Dataset excerpts:
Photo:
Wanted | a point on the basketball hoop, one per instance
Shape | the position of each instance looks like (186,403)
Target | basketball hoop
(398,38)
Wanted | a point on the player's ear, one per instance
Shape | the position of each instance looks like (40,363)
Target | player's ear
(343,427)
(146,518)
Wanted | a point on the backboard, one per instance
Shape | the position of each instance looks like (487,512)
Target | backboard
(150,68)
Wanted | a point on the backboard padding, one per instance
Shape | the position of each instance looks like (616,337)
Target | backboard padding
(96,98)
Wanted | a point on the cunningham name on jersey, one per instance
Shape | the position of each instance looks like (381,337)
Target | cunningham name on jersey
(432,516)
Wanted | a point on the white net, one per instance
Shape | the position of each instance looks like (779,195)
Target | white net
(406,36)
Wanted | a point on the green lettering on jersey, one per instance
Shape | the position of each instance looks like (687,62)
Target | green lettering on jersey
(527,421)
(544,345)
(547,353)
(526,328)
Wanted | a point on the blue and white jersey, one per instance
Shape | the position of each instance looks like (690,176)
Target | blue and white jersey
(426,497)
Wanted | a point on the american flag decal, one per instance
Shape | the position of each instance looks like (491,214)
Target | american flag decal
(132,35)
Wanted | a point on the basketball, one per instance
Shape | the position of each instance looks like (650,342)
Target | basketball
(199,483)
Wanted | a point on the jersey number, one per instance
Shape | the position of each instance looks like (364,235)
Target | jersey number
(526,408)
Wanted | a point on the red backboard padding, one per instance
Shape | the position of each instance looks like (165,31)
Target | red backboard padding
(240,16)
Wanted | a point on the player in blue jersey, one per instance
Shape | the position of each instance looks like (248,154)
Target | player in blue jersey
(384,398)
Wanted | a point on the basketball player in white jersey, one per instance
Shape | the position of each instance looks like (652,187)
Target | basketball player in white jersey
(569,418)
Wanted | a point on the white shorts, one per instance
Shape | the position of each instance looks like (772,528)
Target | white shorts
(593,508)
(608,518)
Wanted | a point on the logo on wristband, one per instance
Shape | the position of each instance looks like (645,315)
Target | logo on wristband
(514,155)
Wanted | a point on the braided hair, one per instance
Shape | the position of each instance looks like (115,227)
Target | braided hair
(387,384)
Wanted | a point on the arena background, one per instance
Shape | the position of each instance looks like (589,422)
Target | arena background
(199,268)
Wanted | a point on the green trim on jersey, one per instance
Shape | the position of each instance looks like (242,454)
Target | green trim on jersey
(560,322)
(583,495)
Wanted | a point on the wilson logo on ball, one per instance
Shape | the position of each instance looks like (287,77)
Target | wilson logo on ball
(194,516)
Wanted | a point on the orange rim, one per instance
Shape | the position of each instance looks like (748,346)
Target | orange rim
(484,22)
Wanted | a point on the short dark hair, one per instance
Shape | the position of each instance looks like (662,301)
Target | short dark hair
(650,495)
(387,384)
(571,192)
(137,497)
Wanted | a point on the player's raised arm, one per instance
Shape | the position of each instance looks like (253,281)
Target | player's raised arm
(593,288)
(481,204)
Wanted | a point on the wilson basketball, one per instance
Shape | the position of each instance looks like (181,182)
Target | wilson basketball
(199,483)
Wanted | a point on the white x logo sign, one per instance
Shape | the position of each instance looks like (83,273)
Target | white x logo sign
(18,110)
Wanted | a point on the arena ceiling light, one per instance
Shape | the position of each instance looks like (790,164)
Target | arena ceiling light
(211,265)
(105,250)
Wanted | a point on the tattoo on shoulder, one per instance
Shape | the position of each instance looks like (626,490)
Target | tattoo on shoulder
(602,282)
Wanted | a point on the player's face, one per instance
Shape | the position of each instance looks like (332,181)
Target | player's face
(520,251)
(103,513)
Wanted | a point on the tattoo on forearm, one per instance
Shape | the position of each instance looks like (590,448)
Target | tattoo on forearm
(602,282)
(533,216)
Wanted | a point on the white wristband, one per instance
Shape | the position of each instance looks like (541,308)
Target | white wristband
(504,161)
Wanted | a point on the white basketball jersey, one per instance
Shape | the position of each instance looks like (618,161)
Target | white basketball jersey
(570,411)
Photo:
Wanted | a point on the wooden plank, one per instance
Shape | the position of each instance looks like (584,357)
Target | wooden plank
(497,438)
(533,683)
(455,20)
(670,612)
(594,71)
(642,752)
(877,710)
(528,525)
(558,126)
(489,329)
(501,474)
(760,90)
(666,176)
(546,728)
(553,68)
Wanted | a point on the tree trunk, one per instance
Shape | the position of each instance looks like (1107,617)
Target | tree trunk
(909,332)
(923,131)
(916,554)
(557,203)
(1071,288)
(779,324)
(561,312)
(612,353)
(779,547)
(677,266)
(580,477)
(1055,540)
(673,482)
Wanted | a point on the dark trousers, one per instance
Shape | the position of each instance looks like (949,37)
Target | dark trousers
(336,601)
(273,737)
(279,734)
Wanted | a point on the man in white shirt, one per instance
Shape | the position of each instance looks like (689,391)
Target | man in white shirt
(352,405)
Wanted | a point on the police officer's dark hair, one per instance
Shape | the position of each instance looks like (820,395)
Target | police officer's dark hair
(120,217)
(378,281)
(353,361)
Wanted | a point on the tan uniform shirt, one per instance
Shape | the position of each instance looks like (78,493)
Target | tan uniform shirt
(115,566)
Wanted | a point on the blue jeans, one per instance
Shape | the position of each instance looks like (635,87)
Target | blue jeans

Exercise description: A verbatim copy of the listing is needed.

Reply:
Photo:
Wanted | a point on the basketball hoop, one per instance
Shape | the position of each instance looks like (186,403)
Target | basketball hoop
(398,38)
Wanted | a point on the player's ear, one per instance
Shape | the position of each instance looks like (40,363)
Target | player's ear
(343,427)
(146,518)
Wanted | a point on the backboard, one per instance
Shape | the position of each instance looks like (487,512)
Target | backboard
(150,68)
Wanted | a point on the backboard padding, one per instance
Shape | the position of each instance looks like (616,337)
Target | backboard padding
(96,98)
Wanted | a point on the cunningham name on jersey, one per instance
Shape | the position of each instance looks like (381,337)
Target | cunningham name on jersey
(432,516)
Wanted | a point on the white net, one per instance
Shape | the position of each instance looks like (779,195)
Target | white net
(406,36)
Wanted | a point on the green lettering on jersey, one per instance
Shape | the position of each instance looks like (687,62)
Target | green lettering on jersey
(527,421)
(544,345)
(547,353)
(526,328)
Wanted | a point on the blue and white jersey, one per instance
Shape | the position of each instance looks like (690,176)
Target | blue and white jersey
(426,497)
Wanted | a point on the american flag decal, one per instance
Shape | the position of each instance looks like (491,214)
Target | american flag decal
(132,35)
Wanted | a point on the basketball, one per instance
Shape | the position of each instance looks like (650,342)
Target | basketball
(199,483)
Wanted | a point on the jersey number, one per instance
Shape | the position of each instance looks like (364,235)
Target | jersey number
(526,408)
Wanted | a point on the red backboard padding, one per instance
Shape | the position of each instance looks like (165,31)
Target | red backboard padding
(240,16)
Wanted | a point on the player in blue jersey, one per instance
Shape | the position of each instance looks like (248,154)
Target | player in blue jersey
(384,398)
Wanted | a point on the basketball player in white jersey, one per instance
Shape | the position of each instance looks like (652,187)
Target | basketball player in white jersey
(569,418)
Wanted | a point on the white shorts, one per instance
Shape | the position of each instance looks like (772,528)
Target | white shorts
(593,508)
(608,518)
Wanted | a point on the logo on wristband, one per instance
Shape | the position of each instance looks like (645,315)
Target | logo on wristband
(514,155)
Wanted | a point on the braided hair, one per instance
Shape | the position of each instance looks like (115,227)
Target | braided hair
(387,384)
Wanted | a point on the arena background, one per instance
Shape | the position of each instance looks like (589,422)
Target | arena background
(199,268)
Wanted | a point on the green trim on jersey, one per instance
Shape | the position of each instance looks like (242,454)
Target | green trim on jersey
(560,322)
(583,495)
Wanted | a point on the wilson logo on ball, one per instance
Shape | the position of each instance looks like (287,77)
Target | wilson logo on ball
(194,516)
Wanted | a point on the orange rim, one per instance
Shape | the position of each instance looks like (748,346)
Target | orange rim
(484,22)
Wanted | a point on the short dark hair, one per instance
Shape | the position of each instance looks like (662,301)
Target | short dark hair
(650,495)
(387,384)
(571,192)
(137,497)
Wanted | a point on the player's raised arm, one per instance
Shape | the position of each instance looks like (253,281)
Target | player's raised arm
(593,288)
(481,204)
Wanted | a point on the wilson basketball, one per instance
Shape | the position of each instance looks like (181,182)
Target | wilson basketball
(199,483)
Wanted | a point on the white x logo sign, one per instance
Shape | the position of each instance looks like (83,273)
Target | white x logo sign
(18,110)
Wanted | a point on the arena ceiling light, one per instance
Shape | the position of each instance looks like (790,164)
Target | arena ceiling light
(211,265)
(105,250)
Wanted | a point on the tattoo on shoulder, one per instance
Shape | the position of each instance looks like (626,490)
Target | tattoo on shoulder
(602,282)
Wanted | a point on the player's face, one per instance
Shape | the position of each instance looks like (332,181)
Target | player's face
(520,251)
(103,513)
Wanted | a point on the tattoo on forearm, one per instance
Shape | the position of each instance looks like (590,448)
Target | tattoo on forearm
(602,282)
(533,216)
Wanted | a point on the white wristband, one per instance
Shape | the position of each instance looks like (541,308)
Target | white wristband
(504,161)
Wanted | a point on the white basketball jersey, one per instance
Shape | the position of each instance looks like (618,161)
Target | white basketball jersey
(570,411)
Photo:
Wanted | a point on the wooden plank, one per instance
Shape | the position of each instance looks like (584,357)
Target | wooden plank
(497,438)
(533,683)
(455,20)
(670,612)
(594,71)
(642,752)
(877,710)
(528,525)
(558,126)
(489,329)
(501,474)
(760,90)
(666,176)
(546,728)
(553,68)
Wanted | a point on the tree trunk, one per instance
Shape | the position of each instance looks like (1107,617)
Target | tree trunk
(909,332)
(923,131)
(916,554)
(557,203)
(1071,288)
(779,324)
(561,312)
(612,353)
(779,547)
(677,266)
(580,477)
(1055,540)
(673,482)
Wanted | a point on the dark trousers, one per instance
Shape | the position of each instance looks like (949,37)
Target | dark trousers
(336,601)
(273,737)
(279,734)
Wanted | a point on the man in white shirt, one per instance
Shape | the position of each instance looks like (689,391)
Target | man in white shirt
(352,405)
Wanted | a point on the police officer's dark hair, one per instance
Shape | the position of each instance looks like (820,395)
Target | police officer's dark hair
(120,217)
(378,281)
(353,361)
Wanted | a point on the tan uniform shirt, one per instance
Shape | the position of each instance looks like (78,493)
Target | tan uniform shirt
(115,566)
Wanted | a point on the blue jeans, one per instance
Shape | the position of each instance looks like (635,87)
Target | blue jeans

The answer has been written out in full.